[Items from a data source]

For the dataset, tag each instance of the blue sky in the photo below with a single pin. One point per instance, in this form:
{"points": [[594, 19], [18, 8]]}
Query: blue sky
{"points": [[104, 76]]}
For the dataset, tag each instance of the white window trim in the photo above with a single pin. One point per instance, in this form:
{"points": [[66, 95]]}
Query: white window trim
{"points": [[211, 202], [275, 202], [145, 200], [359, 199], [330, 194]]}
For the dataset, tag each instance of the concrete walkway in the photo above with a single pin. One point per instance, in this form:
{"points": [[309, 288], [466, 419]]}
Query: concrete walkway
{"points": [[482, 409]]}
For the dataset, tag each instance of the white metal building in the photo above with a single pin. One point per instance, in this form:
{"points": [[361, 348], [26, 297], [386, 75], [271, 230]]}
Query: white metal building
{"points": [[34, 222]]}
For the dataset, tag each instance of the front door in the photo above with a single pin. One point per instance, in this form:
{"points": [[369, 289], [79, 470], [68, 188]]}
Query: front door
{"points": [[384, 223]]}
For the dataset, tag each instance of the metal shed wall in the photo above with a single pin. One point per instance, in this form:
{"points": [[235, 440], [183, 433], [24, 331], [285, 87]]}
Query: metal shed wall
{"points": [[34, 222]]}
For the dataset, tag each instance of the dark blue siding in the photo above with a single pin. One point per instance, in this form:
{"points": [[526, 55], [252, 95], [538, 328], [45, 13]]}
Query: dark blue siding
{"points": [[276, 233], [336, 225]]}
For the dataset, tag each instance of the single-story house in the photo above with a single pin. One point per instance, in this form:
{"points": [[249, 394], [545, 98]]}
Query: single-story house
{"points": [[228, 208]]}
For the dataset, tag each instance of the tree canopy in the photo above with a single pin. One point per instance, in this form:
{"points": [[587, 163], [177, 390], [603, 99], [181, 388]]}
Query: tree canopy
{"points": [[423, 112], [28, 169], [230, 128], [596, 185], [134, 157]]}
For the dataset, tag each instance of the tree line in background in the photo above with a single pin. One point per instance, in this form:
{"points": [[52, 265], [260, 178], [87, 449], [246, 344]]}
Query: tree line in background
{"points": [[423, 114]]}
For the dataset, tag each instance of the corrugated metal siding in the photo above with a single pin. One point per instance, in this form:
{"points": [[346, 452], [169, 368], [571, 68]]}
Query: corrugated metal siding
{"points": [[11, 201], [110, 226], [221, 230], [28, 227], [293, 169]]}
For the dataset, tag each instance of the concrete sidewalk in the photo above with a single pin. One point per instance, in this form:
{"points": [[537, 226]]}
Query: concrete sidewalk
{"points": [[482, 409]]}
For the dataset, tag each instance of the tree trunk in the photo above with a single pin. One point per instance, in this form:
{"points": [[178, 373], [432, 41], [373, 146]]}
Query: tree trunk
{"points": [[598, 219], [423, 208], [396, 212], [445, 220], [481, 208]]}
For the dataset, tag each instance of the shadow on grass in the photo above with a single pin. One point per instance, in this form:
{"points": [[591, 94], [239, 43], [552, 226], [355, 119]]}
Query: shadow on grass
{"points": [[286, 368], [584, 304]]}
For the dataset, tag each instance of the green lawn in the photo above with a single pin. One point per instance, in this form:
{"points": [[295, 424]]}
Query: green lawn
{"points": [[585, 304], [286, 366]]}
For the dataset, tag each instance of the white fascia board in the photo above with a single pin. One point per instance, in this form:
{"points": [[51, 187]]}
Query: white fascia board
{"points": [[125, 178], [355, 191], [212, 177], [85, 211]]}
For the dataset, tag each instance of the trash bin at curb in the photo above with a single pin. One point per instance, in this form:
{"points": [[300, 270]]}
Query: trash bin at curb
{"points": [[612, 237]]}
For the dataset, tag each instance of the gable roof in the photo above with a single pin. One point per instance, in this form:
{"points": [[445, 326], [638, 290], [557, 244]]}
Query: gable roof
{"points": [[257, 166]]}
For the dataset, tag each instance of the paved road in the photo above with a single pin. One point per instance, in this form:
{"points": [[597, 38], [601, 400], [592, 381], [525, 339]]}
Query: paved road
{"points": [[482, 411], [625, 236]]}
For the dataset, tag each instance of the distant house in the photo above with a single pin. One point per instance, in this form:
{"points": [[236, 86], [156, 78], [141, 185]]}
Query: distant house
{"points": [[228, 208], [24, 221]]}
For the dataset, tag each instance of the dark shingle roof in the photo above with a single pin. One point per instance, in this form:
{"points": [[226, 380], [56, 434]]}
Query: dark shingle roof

What you should do: Reproduce all of the records above word for word, changing nothing.

Task output:
For the dataset, tag each instance of the blue sky in the photo below with a single pin. One point per instance, in this form:
{"points": [[594, 19], [18, 8]]}
Query: blue sky
{"points": [[104, 76]]}
For the dataset, tag each instance of the white window trim in the photo above with a single pin. One point per instance, in this form:
{"points": [[66, 95]]}
Query: white window trim
{"points": [[211, 202], [275, 202], [145, 200], [359, 199], [330, 194]]}
For the dataset, tag each instance of the concrete walkway in the photo above with a single pin. One point per instance, in this form:
{"points": [[309, 288], [466, 419]]}
Query: concrete walkway
{"points": [[482, 409]]}
For the dataset, tag each instance of the white metal building in the photo above with a single pin. One point per instance, in this form:
{"points": [[361, 348], [26, 297], [386, 75], [271, 230]]}
Query: white metal building
{"points": [[34, 222]]}
For the dataset, tag each instance of the front door in the photo above with a single pin. One point per instance, in this form:
{"points": [[369, 289], [79, 470], [68, 188]]}
Query: front door
{"points": [[384, 223]]}
For the dataset, tag each instance of the metal shed wall in the photo above with a single pin. One point per instance, in this form:
{"points": [[235, 440], [183, 433], [24, 331], [285, 87]]}
Query: metal shed wall
{"points": [[34, 222]]}
For the dataset, tag each instance of the dark blue siding in the photo above with a single pin. One point per instance, in this form:
{"points": [[526, 55], [252, 95], [538, 328], [45, 13]]}
Query: dark blue siding
{"points": [[276, 233], [336, 225]]}
For the dataset, tag each instance of the single-story house in the photo above with a single pin. One point per instance, in this form:
{"points": [[249, 394], [545, 98]]}
Query: single-story house
{"points": [[228, 208]]}
For the dataset, tag each instance of the tree canopy in the photo above with a single pin. One point per instance, in this form:
{"points": [[587, 163], [177, 390], [603, 99], [181, 388]]}
Query: tree canopy
{"points": [[423, 112], [28, 169], [230, 128], [596, 185], [134, 157]]}
For the dataset, tag each instance of the tree line in background in the photo above with a single pin. One point per instance, in this form:
{"points": [[52, 265], [260, 178], [87, 449], [246, 344]]}
Query: tree line in background
{"points": [[423, 114]]}
For the dataset, tag each instance of the corrugated metal siding in the photo above with a single pin. One point per instance, in this form:
{"points": [[346, 452], [169, 368], [571, 68]]}
Query: corrugated metal siding
{"points": [[11, 201], [110, 226], [221, 230], [28, 227], [293, 169]]}
For the dataset, tag each instance of the concrete sidewalk in the photo above with a single pin. One point per instance, in this form:
{"points": [[537, 226]]}
Query: concrete sidewalk
{"points": [[482, 409]]}
For the dataset, tag each instance of the tree trunk in the photo above with a single pin. One point per instance, in this form:
{"points": [[178, 373], [432, 41], [373, 146]]}
Query: tree trunk
{"points": [[598, 219], [423, 208], [396, 212], [445, 220], [481, 208]]}
For the dataset, tag each instance of the shadow on grass in the photo above with a single pin. One point per instance, in this form:
{"points": [[591, 94], [239, 43], [552, 226], [355, 119]]}
Query: shadow on grass
{"points": [[286, 368], [584, 304]]}
For the dataset, tag each instance of the green lawn in the photo above with a single pin. One point per instance, in this form:
{"points": [[295, 424]]}
Query: green lawn
{"points": [[585, 304], [286, 366]]}
For the dataset, tag each instance of the white fascia board in the photo above with a single pin. One point per instance, in this form:
{"points": [[51, 187]]}
Query: white fascia board
{"points": [[125, 178], [355, 191], [212, 177], [85, 211]]}
For the dataset, tag each instance of the trash bin at curb in the photo above with a single pin. One point per instance, in this form:
{"points": [[300, 270]]}
Query: trash bin at curb
{"points": [[612, 237]]}
For the dataset, tag each instance of the gable roof in the photo above with a single pin. One point per instance, in this form:
{"points": [[445, 326], [638, 290], [557, 244]]}
Query: gable roof
{"points": [[257, 166]]}
For the dataset, tag each instance of the paved road in the photo above with a single pin. One point per instance, in this form:
{"points": [[597, 38], [601, 400], [592, 381], [525, 339]]}
Query: paved road
{"points": [[482, 411], [625, 236]]}
For the dataset, tag each instance of the distant house in the photo above with a single pin. One point per instance, in this form:
{"points": [[236, 86], [156, 78], [141, 185]]}
Query: distant house
{"points": [[228, 208], [24, 221]]}
For the dataset, tag each instance of the dark shingle roof in the photo above with a single pin. One point per instance, in this form:
{"points": [[226, 380], [56, 434]]}
Query: dark shingle roof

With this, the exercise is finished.